_Directions_: Retype every line of the data below without changing anything.

_Data for this task_:
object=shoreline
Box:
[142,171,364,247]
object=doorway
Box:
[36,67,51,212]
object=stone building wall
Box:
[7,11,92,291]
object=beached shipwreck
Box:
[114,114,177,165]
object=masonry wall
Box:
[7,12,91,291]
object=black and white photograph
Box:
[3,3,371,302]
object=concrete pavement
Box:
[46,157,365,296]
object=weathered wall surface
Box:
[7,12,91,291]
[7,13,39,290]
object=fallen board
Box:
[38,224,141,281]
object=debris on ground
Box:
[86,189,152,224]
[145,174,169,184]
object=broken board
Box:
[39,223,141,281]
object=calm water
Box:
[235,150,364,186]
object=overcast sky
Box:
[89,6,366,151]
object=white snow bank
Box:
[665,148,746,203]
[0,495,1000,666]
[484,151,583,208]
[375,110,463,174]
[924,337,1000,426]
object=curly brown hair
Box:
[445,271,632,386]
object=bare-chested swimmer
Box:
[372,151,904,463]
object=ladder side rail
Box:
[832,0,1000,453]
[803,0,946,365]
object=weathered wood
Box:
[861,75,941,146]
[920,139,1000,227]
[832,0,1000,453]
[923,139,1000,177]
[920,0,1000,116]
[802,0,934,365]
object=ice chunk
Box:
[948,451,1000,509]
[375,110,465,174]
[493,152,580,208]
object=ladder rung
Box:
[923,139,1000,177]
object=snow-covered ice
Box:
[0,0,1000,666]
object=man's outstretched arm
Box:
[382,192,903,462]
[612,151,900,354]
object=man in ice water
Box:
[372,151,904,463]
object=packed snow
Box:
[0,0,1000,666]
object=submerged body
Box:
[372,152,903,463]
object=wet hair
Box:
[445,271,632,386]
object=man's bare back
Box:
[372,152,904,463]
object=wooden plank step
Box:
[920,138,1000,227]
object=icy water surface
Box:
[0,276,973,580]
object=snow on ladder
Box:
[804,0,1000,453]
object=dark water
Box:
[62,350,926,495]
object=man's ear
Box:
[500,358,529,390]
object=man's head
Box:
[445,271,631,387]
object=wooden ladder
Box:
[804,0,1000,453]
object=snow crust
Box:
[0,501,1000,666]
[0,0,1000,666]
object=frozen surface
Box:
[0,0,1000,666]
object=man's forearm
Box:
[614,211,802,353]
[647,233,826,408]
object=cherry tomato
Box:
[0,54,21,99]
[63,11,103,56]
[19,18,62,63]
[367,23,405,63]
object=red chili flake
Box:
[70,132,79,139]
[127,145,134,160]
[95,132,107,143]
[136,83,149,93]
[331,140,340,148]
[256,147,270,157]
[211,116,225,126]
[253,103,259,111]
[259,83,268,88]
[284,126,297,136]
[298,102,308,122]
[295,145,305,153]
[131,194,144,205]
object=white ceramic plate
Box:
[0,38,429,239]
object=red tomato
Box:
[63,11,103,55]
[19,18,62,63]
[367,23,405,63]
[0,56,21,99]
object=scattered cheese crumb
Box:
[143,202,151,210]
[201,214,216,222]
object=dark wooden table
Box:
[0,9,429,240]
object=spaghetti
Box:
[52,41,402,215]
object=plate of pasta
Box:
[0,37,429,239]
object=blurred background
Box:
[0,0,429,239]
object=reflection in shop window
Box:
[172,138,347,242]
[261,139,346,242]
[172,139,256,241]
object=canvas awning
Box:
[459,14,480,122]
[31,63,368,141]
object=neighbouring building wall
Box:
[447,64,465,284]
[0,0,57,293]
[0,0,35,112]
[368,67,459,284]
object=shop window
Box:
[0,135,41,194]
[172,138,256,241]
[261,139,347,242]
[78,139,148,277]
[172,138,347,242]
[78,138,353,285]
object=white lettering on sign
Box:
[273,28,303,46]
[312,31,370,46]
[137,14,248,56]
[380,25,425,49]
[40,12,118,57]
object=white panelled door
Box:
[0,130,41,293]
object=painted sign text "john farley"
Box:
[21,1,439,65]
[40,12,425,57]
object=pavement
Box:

_Response to this exercise_:
object=shoreline
Box:
[142,171,364,247]
object=doorway
Box:
[36,67,51,212]
object=stone building wall
Box:
[7,11,92,291]
object=beached shipwreck
Box:
[114,114,177,165]
object=masonry wall
Box:
[7,12,91,291]
object=black and white photograph
Box:
[3,3,371,302]
object=concrete pavement
Box:
[46,157,365,296]
object=weathered wall surface
Box:
[7,12,91,291]
[7,13,39,290]
object=fallen board
Box:
[38,224,141,281]
object=debris on ground
Box:
[86,189,152,224]
[145,174,169,184]
object=broken board
Box:
[39,223,141,281]
object=calm water
Box:
[235,150,364,186]
object=overcast sky
Box:
[89,6,366,151]
object=white snow bank
Box:
[665,148,746,203]
[0,495,1000,666]
[484,151,583,208]
[375,110,463,174]
[924,337,1000,426]
object=curly brown hair
Box:
[445,271,632,386]
object=bare-chested swimmer
Box:
[372,151,904,463]
object=ladder side rail
Box:
[832,0,1000,453]
[803,0,946,365]
object=weathered wood
Box:
[861,75,941,146]
[920,139,1000,227]
[832,0,1000,453]
[923,139,1000,177]
[920,0,1000,116]
[802,0,934,365]
object=ice chunk
Box:
[948,451,1000,509]
[375,110,465,174]
[493,152,580,208]
object=ladder rung
Box:
[923,139,1000,177]
object=snow-covered ice
Box:
[0,0,1000,666]
object=man's outstretched arm
Box:
[382,192,903,462]
[612,151,900,354]
object=man in ice water
Box:
[372,151,904,463]
object=packed snow
Box:
[0,0,1000,666]
object=submerged body
Box:
[372,152,903,463]
object=wet hair
Box:
[445,271,632,386]
object=man's bare back
Box:
[372,152,904,463]
object=wooden plank step
Box:
[920,138,1000,227]
object=icy water surface
Box:
[0,276,973,580]
object=snow on ladder
Box:
[804,0,1000,453]
object=dark water
Box:
[62,350,926,495]
object=man's ear
Box:
[500,358,529,390]
object=man's head
Box:
[445,271,631,387]
object=wooden ladder
Box:
[804,0,1000,453]
object=snow crust
Box:
[0,501,1000,666]
[0,0,1000,666]
object=frozen surface
Box:
[0,0,1000,666]
object=man's forearm
Box:
[614,211,802,353]
[647,233,826,408]
object=cherry tomato
Box:
[0,54,21,99]
[63,11,103,56]
[19,18,62,63]
[367,23,405,63]
object=red chili flake
Box:
[70,132,79,139]
[127,145,134,160]
[95,132,107,143]
[136,83,149,93]
[331,140,340,148]
[256,147,270,157]
[211,116,225,126]
[253,103,259,111]
[259,83,268,88]
[284,126,297,136]
[298,102,308,122]
[295,145,305,153]
[131,194,144,205]
object=white ceramic plate
Box:
[0,38,429,239]
object=red tomato
Box:
[63,11,103,55]
[19,18,62,63]
[367,23,405,63]
[0,56,21,99]
object=scattered cheese crumb
Box:
[143,202,151,210]
[201,214,216,222]
object=dark wooden table
Box:
[0,9,429,240]
object=spaghetti
Box:
[52,41,402,215]
object=plate of pasta
Box:
[0,37,429,239]
object=blurred background
Box:
[0,0,429,239]
object=reflection in shop window
Box:
[172,138,347,242]
[261,139,346,242]
[172,139,256,241]
object=canvas awning
Box:
[459,14,480,122]
[31,63,368,141]
object=neighbouring building wall
Box:
[447,64,465,284]
[0,0,57,293]
[0,0,35,112]
[368,67,459,284]
object=shop window
Box:
[0,135,41,194]
[172,138,256,241]
[261,139,347,242]
[78,139,148,277]
[172,138,347,242]
[78,138,353,285]
object=white lettering on sign
Box:
[273,28,303,46]
[312,31,370,46]
[137,14,248,56]
[380,25,425,49]
[40,12,118,57]
object=white panelled door
Box:
[0,130,41,293]
object=painted sign text "john farley"
Box:
[21,1,439,65]
[40,12,425,57]
object=pavement
Box:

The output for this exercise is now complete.